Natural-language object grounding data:

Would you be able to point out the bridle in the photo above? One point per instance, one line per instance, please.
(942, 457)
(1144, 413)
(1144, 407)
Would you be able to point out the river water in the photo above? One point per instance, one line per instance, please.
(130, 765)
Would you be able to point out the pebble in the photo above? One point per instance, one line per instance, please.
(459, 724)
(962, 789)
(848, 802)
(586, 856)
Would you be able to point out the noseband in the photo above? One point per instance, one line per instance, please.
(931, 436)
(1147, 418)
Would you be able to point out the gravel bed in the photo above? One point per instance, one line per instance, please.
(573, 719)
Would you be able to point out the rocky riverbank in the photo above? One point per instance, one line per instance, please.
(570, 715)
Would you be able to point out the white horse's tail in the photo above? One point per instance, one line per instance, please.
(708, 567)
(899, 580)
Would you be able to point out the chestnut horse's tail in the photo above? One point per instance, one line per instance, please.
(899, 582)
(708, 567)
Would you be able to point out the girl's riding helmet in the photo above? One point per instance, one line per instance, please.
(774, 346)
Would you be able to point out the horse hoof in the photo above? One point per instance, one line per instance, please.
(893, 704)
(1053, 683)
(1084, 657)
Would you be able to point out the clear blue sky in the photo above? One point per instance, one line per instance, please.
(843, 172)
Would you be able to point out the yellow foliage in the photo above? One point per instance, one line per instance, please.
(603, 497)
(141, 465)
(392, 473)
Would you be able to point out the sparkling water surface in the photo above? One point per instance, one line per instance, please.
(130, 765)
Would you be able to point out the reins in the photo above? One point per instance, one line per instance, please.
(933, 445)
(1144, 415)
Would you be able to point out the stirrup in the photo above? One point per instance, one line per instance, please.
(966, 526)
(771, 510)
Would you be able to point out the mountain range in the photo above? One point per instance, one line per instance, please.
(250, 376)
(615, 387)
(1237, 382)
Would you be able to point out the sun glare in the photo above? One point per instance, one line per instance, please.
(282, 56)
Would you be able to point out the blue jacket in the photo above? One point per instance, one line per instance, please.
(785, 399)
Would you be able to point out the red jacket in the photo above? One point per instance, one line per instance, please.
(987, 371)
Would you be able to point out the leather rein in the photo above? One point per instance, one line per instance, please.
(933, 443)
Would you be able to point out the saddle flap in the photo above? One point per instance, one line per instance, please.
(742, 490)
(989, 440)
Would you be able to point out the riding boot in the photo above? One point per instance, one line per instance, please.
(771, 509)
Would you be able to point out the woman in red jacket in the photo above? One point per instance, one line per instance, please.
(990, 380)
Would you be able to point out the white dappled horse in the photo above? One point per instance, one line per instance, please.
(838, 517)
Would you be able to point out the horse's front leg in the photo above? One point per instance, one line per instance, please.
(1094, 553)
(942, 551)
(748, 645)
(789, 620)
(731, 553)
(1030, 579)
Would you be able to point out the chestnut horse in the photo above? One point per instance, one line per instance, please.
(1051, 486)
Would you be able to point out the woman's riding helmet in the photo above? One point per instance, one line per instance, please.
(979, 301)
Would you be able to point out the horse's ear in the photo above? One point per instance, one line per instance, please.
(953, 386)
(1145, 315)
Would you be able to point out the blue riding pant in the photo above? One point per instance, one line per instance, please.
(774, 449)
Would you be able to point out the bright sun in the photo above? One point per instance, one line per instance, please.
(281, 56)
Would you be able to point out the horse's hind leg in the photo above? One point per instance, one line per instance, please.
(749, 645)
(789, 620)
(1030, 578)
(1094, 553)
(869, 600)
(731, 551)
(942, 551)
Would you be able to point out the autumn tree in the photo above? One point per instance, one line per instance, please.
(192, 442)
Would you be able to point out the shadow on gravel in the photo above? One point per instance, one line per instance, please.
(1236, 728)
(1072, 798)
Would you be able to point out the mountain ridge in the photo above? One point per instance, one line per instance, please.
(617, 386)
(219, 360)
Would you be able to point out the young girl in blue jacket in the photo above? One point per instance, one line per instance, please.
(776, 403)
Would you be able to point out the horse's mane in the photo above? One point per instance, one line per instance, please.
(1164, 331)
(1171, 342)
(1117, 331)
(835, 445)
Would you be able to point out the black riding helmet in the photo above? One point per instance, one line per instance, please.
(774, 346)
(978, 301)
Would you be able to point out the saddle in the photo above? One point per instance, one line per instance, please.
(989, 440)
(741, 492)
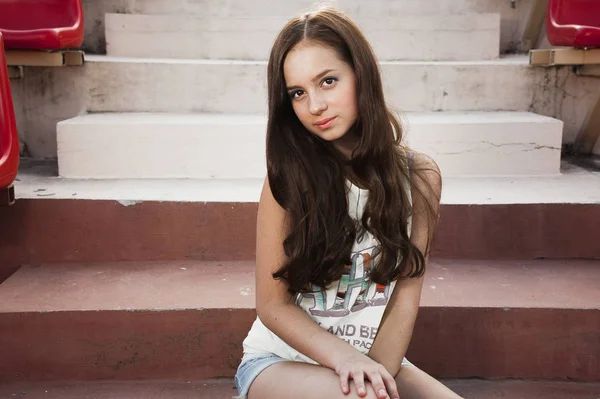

## Your goal
Retype each entry above character for character; pictures stay out.

## Exercise output
Would you be able to point out the bridle in the photo above? One point per instance, one line per instance, please.
(942, 457)
(1144, 413)
(1144, 407)
Would you be able to point out the river water in the photo above? One point per instance, one line per instance, please.
(130, 765)
Would you be able to point out the pebble in the photo above? One point per instance, one line per instance, please.
(459, 724)
(962, 789)
(848, 802)
(586, 856)
Would you be able to point out the noseband in the photo above? One point per instance, one line per instance, please.
(931, 436)
(1147, 418)
Would you be able to point out the gravel bed in the photo above? One point per instance, one line per instance, please.
(573, 719)
Would you be able to point out the rocky riverbank in the photo above? One point per instance, one line per instance, please.
(570, 715)
Would you be able to point out the white horse's tail in the photo above? One point per instance, one line per instance, please.
(708, 567)
(899, 580)
Would you be able to point out the chestnut horse's tail in the photo above? One point per instance, one line per instance, please.
(899, 582)
(708, 567)
Would you be able to point out the girl's riding helmet in the photo above? One point per instance, one line per instance, please.
(774, 346)
Would you be able to point out the horse hoof in the photo above? One point per instance, one line per instance, please.
(893, 704)
(1053, 683)
(1084, 657)
Would you be able to point out the clear blue sky in the photo above? One point per instance, one line per instance, please.
(843, 172)
Would you be able to point out the yellow foliage in the photo above? One point per instance, one line per instance, please.
(603, 497)
(141, 465)
(392, 473)
Would you be able to point out the sparkling water surface in the photo above? One point per instance, one line per instance, please.
(130, 765)
Would you be able to point out the reins in the photo above? One point per instance, one line per instance, please.
(933, 445)
(1144, 415)
Would you be able to point out the stirrup in the photo above? One point per instance, one line per instance, please.
(966, 526)
(771, 510)
Would you be able to point out the mountain range in the photo above? One point per instance, one line per instance, please.
(250, 376)
(615, 387)
(1237, 382)
Would you be able to point out the sun glare in the photo above? One point per instance, one line per instance, please.
(282, 56)
Would you be able to point out the blue jacket in the photo above? One point per instance, one line per instance, please.
(785, 399)
Would you be able to point out the red jacket in the photo above? One point per instance, one line per instance, please.
(987, 371)
Would you be able to point out the leather rein in the photo above? One point per instance, one line per instance, please.
(933, 443)
Would you be able to point out the saddle flap in the photo above? One point per instance, one line per instance, please.
(742, 490)
(989, 440)
Would you be able to point out the riding boot in the photo above? One point per instance, one line per instance, please.
(771, 509)
Would you be able to point out the woman in red jacket in the photo above? One point per instance, one line per instance, please.
(990, 380)
Would you be able to point out the white dappled horse in the photo above? One point per instance, one line per instance, please.
(838, 517)
Would you be able to point out the horse's front leg in the photo above? One point per instance, one line per instance, please.
(1094, 553)
(942, 551)
(748, 645)
(789, 620)
(731, 553)
(1030, 579)
Would you be able to point out the chestnut horse in the photo above? One point per instance, one line per instance, please.
(1051, 486)
Would you be able to point out the woman's riding helmet in the photo above? One point per instance, one line per instance, please.
(979, 301)
Would you be able to point out the horse's ear in the photo above? One point per instance, one line per instance, please.
(953, 386)
(1145, 315)
Would you be able to point out the blue riding pant in the photo above? One point per instance, one line per instance, please.
(774, 449)
Would you be able to point out the bright sun in the photo above? One point per instance, one line per instance, please.
(281, 56)
Would you be able to point out the horse's hind leg in the photo above? One point per instance, one line per instance, please.
(749, 645)
(789, 620)
(1030, 578)
(1094, 553)
(869, 600)
(731, 551)
(942, 551)
Would you be able to point out the autumn tree in the photo above? One point per instance, one line per instance, please.
(192, 442)
Would you be able to point out the shadow on gravel in the photo above? One point per instance, one line per instance, please.
(1236, 728)
(1072, 798)
Would you be able to point out the mountain ridge in the photo above? One point per instance, one line per instance, please.
(617, 386)
(219, 360)
Would you be able to point out the young girl in blue jacket in the photo above? One point per instance, one line per instance, please.
(776, 403)
Would you be able to point out the horse's mane in the photo above? One point per instance, one line per instance, please.
(1164, 331)
(1171, 342)
(1117, 331)
(835, 445)
Would you be able to point out the black riding helmet in the photo above? One point per instance, one line per instance, please.
(774, 346)
(978, 301)
Would you be able to point out the saddle in the photo above? One point per instance, one line per instance, please.
(989, 440)
(741, 492)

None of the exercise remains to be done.